After reading the data below, copy out every line that contains the word "flowing".

****

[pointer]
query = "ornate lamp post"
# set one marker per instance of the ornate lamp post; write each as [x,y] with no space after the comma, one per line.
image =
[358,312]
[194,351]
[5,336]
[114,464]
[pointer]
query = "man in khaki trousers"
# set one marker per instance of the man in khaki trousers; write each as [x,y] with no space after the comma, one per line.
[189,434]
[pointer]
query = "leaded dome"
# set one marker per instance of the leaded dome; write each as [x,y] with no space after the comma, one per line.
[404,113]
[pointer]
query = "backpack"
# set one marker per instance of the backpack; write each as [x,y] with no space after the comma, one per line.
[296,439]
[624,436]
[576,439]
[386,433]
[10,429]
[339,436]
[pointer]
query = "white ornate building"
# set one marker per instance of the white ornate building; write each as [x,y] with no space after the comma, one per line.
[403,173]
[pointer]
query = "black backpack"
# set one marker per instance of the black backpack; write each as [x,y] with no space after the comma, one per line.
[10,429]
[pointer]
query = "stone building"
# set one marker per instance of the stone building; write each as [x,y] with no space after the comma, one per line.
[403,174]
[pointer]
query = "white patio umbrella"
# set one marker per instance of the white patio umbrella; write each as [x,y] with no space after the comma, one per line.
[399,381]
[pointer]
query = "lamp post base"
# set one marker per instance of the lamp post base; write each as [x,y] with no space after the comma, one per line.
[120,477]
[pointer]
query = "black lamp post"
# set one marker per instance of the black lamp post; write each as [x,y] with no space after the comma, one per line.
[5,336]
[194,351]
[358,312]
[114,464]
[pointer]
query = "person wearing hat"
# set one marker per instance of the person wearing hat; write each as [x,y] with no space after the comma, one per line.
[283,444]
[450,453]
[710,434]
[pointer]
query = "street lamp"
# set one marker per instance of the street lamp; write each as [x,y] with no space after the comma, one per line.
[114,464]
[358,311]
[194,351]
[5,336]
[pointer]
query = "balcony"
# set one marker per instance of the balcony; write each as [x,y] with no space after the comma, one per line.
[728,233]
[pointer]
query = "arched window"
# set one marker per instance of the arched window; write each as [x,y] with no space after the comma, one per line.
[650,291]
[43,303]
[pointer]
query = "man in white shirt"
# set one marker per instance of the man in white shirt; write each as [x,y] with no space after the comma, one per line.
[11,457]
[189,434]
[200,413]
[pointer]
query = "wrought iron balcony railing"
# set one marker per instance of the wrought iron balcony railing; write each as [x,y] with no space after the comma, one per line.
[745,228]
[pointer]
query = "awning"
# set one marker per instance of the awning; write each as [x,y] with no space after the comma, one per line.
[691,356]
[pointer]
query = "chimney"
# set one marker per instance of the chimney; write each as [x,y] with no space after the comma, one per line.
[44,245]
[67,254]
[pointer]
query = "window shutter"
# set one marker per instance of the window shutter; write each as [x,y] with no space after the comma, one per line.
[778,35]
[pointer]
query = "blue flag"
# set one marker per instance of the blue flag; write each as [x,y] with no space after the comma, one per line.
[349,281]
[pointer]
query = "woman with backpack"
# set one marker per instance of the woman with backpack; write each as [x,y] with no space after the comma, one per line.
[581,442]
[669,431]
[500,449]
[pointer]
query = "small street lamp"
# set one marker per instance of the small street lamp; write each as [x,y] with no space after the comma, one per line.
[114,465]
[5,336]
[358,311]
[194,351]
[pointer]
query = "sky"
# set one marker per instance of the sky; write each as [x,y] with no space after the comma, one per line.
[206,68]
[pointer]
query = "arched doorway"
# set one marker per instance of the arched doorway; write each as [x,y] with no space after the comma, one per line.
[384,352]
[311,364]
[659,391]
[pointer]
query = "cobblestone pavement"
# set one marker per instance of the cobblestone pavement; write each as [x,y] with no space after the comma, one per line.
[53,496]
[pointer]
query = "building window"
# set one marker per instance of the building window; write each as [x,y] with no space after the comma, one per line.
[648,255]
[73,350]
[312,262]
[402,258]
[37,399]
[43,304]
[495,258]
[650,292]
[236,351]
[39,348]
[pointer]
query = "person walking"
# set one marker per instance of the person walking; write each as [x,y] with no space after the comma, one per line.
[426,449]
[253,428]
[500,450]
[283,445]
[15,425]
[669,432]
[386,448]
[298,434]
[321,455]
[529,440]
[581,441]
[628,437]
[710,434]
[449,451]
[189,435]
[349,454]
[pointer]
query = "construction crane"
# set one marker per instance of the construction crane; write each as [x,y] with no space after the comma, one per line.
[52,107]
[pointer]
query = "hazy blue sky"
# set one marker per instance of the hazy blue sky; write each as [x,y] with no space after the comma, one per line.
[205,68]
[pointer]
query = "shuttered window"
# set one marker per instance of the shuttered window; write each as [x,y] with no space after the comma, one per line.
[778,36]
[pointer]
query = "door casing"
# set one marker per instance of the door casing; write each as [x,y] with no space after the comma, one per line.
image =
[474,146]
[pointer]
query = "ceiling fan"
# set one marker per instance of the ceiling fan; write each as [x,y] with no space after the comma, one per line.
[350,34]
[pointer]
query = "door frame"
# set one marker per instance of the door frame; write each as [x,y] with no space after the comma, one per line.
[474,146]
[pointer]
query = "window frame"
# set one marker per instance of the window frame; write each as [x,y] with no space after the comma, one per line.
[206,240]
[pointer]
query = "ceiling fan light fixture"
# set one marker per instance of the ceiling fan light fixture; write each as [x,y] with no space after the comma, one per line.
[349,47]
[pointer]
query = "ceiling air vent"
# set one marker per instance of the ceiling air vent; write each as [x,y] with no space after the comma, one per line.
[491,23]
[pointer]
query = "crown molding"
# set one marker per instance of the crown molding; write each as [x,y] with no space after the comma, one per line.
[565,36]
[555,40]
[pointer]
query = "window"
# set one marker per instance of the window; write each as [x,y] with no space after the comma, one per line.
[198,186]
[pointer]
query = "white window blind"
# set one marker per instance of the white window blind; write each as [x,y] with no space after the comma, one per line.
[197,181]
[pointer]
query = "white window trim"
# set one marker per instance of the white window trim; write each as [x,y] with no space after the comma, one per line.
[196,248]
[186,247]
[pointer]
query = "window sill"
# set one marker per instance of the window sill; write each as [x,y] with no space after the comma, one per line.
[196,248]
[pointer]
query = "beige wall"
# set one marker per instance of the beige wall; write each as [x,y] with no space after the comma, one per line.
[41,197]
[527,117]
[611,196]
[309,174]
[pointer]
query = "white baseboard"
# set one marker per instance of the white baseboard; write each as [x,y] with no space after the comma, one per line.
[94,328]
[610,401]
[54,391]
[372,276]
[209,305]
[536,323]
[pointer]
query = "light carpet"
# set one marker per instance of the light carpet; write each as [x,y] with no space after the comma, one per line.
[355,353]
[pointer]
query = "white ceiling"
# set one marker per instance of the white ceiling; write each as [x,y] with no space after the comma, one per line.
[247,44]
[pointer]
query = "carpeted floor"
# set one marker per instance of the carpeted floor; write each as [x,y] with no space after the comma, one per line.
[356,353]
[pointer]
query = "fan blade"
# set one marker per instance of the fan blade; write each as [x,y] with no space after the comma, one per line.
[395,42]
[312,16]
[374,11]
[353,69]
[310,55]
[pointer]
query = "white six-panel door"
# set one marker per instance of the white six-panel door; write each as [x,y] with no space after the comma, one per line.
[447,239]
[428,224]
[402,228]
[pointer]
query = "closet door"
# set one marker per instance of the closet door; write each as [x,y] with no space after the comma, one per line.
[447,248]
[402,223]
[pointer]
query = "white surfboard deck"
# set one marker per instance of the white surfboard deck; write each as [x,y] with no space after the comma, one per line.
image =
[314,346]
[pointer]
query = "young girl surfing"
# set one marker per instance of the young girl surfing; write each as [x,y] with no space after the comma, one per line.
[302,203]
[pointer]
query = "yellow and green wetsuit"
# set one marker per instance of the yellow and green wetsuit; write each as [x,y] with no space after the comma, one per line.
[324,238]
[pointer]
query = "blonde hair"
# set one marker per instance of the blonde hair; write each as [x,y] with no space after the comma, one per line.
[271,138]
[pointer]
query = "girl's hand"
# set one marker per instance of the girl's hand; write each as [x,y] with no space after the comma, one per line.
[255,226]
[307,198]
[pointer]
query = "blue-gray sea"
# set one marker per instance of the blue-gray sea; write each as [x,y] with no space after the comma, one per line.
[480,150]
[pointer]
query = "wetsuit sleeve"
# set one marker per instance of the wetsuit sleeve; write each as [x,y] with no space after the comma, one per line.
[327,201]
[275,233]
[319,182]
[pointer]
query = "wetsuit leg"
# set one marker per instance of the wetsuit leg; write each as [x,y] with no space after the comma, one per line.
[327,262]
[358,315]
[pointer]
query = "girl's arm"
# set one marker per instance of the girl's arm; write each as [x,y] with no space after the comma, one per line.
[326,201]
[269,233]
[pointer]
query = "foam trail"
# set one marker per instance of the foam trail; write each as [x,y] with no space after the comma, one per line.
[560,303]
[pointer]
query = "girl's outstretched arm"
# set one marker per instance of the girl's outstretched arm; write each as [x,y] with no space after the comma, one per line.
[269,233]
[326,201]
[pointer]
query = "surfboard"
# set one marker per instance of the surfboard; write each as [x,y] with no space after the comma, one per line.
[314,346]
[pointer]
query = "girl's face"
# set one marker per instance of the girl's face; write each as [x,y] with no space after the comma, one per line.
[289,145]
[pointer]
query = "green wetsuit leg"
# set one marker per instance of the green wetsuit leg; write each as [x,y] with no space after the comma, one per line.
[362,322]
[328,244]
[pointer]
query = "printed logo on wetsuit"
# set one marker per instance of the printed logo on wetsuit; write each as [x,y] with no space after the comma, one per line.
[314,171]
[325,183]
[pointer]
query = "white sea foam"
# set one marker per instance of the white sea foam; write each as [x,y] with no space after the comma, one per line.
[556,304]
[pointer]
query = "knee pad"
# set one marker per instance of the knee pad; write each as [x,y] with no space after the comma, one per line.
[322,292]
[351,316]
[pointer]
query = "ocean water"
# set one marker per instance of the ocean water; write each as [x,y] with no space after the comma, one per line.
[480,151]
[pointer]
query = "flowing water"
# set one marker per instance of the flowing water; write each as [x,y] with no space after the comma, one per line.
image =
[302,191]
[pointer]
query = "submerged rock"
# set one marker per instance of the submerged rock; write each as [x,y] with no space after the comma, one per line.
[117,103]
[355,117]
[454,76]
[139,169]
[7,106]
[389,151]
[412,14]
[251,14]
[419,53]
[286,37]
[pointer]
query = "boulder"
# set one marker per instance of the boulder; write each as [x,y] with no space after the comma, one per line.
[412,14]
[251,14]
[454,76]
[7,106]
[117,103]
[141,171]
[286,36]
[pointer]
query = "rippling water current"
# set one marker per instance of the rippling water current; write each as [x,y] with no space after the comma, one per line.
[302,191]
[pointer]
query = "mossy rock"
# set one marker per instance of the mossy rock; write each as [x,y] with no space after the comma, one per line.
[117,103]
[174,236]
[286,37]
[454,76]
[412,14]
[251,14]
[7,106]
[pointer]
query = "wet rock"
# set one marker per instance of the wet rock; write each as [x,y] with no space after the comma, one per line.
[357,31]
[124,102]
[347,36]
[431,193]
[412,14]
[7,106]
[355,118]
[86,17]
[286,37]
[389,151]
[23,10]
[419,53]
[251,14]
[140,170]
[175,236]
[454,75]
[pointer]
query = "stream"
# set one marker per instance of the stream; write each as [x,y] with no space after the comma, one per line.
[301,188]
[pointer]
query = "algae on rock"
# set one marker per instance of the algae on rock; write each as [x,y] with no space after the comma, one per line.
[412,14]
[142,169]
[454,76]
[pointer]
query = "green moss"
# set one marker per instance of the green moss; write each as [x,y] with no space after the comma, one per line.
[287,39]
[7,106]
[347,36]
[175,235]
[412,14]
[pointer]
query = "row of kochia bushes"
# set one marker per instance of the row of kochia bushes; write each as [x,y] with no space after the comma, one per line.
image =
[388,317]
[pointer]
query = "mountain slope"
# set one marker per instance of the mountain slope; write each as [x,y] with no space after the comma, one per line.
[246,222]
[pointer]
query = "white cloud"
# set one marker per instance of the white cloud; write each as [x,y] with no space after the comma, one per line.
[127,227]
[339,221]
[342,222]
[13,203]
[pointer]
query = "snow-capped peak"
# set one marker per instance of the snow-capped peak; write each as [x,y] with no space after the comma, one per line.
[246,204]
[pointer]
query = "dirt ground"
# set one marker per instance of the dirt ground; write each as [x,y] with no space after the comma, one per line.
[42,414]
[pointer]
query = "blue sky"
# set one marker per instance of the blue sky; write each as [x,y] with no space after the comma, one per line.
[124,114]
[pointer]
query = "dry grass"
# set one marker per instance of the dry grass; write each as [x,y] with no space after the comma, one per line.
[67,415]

****

Task solution
query = "flowing water"
# set one marker per instance of the flowing water; write each as [x,y] with no space after the comma, one per line.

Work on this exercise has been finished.